*OBJECTIVE:*
Select and copy every line in the items below that contains the string "dark". Treat uppercase and lowercase as different.

*STORED DATA:*
---

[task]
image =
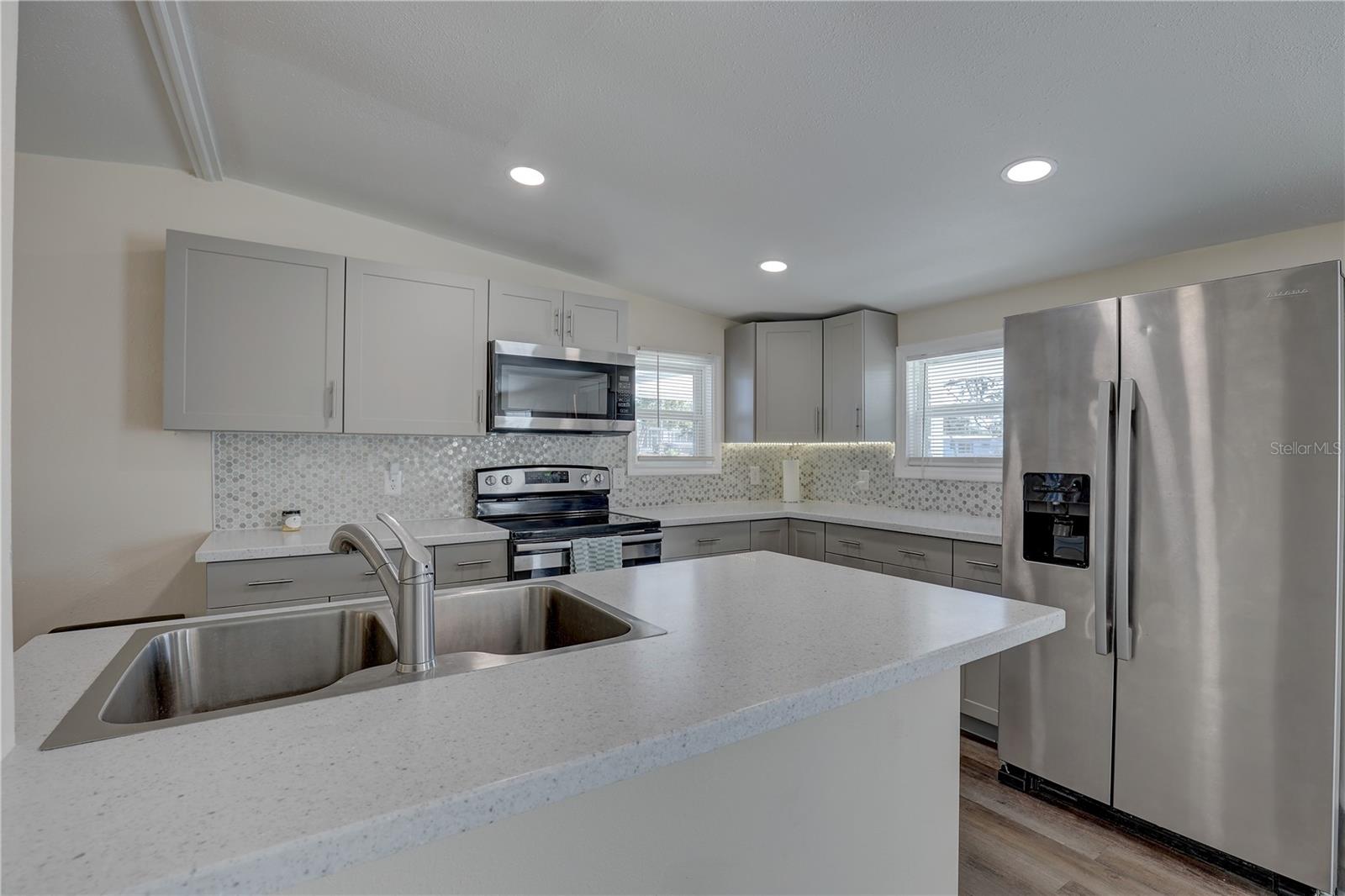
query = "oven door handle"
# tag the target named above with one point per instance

---

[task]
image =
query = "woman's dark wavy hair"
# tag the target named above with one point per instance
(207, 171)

---

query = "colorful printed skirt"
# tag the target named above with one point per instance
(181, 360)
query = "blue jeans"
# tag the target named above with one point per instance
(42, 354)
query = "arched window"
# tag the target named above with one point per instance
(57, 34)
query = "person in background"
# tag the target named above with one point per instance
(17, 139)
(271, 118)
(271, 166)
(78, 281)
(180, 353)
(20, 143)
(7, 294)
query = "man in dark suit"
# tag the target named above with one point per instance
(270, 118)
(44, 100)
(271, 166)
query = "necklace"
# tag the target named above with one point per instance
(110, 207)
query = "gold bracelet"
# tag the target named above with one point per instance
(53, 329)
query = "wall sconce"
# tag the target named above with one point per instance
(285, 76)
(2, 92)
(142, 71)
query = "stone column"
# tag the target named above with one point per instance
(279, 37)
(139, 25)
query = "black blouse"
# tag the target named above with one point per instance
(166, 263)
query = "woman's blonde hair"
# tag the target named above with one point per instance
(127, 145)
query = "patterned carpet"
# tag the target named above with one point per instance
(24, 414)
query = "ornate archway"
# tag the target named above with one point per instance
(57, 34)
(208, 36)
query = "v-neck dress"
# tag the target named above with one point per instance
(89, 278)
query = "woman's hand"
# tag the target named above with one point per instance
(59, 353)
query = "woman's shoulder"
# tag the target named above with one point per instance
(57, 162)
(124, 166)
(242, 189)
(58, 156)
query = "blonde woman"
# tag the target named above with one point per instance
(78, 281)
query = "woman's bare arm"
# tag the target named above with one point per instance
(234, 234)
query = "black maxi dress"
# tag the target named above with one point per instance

---

*OUTPUT OF THE TASK:*
query = "woman's dark wavy hair"
query = "man in dark suit"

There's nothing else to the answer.